(Exercise): A full, exact copy of the records below is the required answer.

Stored data
━━━━
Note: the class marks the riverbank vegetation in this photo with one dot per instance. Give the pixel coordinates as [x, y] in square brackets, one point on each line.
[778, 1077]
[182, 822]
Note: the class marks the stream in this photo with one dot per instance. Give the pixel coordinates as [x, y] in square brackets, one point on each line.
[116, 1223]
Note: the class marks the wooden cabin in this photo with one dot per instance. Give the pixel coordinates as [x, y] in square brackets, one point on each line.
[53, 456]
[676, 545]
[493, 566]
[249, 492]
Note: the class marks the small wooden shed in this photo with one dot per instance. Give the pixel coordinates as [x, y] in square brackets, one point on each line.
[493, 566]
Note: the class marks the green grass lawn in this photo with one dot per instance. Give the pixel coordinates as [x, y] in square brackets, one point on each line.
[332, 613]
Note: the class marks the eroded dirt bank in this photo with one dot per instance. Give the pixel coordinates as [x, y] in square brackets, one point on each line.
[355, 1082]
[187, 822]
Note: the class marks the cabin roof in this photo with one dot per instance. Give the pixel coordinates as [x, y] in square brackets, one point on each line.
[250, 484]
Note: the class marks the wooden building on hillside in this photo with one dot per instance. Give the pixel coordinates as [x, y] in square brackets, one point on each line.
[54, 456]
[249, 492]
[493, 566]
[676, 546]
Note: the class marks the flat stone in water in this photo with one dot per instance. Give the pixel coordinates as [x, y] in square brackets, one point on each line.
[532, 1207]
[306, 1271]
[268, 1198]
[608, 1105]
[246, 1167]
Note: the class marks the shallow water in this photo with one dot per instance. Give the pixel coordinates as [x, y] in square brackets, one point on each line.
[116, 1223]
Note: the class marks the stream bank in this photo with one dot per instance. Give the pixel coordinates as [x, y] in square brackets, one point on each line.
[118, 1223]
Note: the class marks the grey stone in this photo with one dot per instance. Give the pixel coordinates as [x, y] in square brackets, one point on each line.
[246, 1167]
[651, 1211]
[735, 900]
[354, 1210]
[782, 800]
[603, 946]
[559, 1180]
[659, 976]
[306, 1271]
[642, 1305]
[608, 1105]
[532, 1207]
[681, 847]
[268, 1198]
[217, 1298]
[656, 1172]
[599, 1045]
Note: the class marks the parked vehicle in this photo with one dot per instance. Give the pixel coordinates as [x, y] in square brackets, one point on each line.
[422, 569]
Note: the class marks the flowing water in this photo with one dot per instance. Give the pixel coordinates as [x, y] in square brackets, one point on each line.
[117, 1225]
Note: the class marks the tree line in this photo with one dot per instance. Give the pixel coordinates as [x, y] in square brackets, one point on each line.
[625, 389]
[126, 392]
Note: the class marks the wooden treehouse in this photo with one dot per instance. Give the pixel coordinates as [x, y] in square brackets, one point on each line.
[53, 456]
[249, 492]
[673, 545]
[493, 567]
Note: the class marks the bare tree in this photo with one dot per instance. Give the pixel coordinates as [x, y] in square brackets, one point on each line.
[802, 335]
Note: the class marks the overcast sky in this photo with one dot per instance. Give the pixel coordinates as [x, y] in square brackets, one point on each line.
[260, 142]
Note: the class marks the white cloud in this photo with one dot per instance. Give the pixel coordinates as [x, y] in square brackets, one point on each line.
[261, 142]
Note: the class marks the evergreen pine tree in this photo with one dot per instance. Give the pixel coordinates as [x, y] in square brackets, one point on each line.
━━━━
(Solution):
Note: the class marks the riverbank vegetation in this photo with one dot per instance. Give the pixel coordinates as [x, y] in square brackets, one point on each line.
[778, 1077]
[182, 822]
Note: the class marks the stream in this photo with one dot per instance. Give the pixel coordinates as [x, y] in square brackets, one point on each line.
[116, 1223]
Note: the class marks the wooden cabin in this photo with one dot per instance. Give the pixel coordinates as [x, y] in square brackets, one point on each line.
[53, 456]
[676, 545]
[493, 566]
[249, 492]
Note: the class marks the small wooden shed in this photo with one dot per instance. Give the pixel coordinates as [x, y] in square brackets, one point on each line.
[493, 566]
Note: the class marks the green grass lawn in this photo with one dot per instance. Give the pixel coordinates as [x, y] in square brackets, one point on each line.
[332, 613]
Note: the class marks the eroded dirt bank in this photo with one dot per instance. Give the pixel coordinates as [x, y] in square brackets, one point on each line.
[355, 1082]
[187, 822]
Note: the class marks the cabin roof in this photo with one dot per instance. Give the pixel coordinates as [x, y] in square brackets, one point on each line.
[250, 484]
Note: the class marks the wooden building on hillside in this photo with one dot per instance. Give the pixel coordinates as [x, y] in square brackets, one point on each line.
[54, 456]
[249, 492]
[493, 566]
[676, 546]
Note: the class marks the flat stone in water in this photo with one dot per instance. Give the pixel coordinates as [x, y] in square brackets, one point on each line.
[532, 1207]
[306, 1271]
[268, 1198]
[608, 1105]
[246, 1167]
Note: the class marks the shallow water in this photo with one dot per instance. Give the pixel coordinates as [x, y] in square brackets, one point on each line.
[116, 1223]
Note: the class marks the stream bank in this photo with one dot per instance. Give the pixel coordinates as [x, y] in square brackets, one point on each line.
[118, 1223]
Note: the class marks the grey stone in this photo with one dot per instance. Give the pixel coordinates as [x, y] in square brackets, one point on each line.
[246, 1167]
[651, 1211]
[735, 900]
[354, 1210]
[782, 800]
[603, 946]
[559, 1180]
[659, 976]
[306, 1271]
[642, 1305]
[608, 1105]
[532, 1207]
[681, 847]
[268, 1198]
[217, 1298]
[656, 1172]
[599, 1045]
Note: the class marks the parked vehicle in this photo with one dot per instance. Give the pixel coordinates as [x, y] in square brackets, one point on each line.
[422, 569]
Note: the class marks the flowing water in this photo with one dot per instance. Give the pixel coordinates as [x, y] in square brackets, one point on each line.
[117, 1225]
Note: the class marks the tree line in this photo with one dot per instance. Give the pixel coordinates as [x, y] in square brackets, one point on each line.
[625, 389]
[126, 392]
Note: the class marks the wooden treehouse in this photo with one dot per instance. Give the pixel coordinates as [x, y] in square brackets, one point on each line.
[53, 456]
[249, 492]
[673, 545]
[493, 567]
Note: the class marks the bare tree in this photo with one dot per instance. Give the pixel coordinates as [x, y] in square brackets, one point on each line.
[802, 335]
Note: the class marks the overcast sky in this photo with one dot per instance. Give the pixel coordinates as [x, y] in square brackets, one point on each line.
[260, 142]
Note: the class marks the white cloud in this photo with one dot per instance. Give the pixel coordinates as [x, y] in square brackets, one point on each line.
[261, 142]
Note: the class marks the evergreen pine tree in this photo with one dot per instance. Give the pixel coordinates as [x, y] in square brackets, one point on each line.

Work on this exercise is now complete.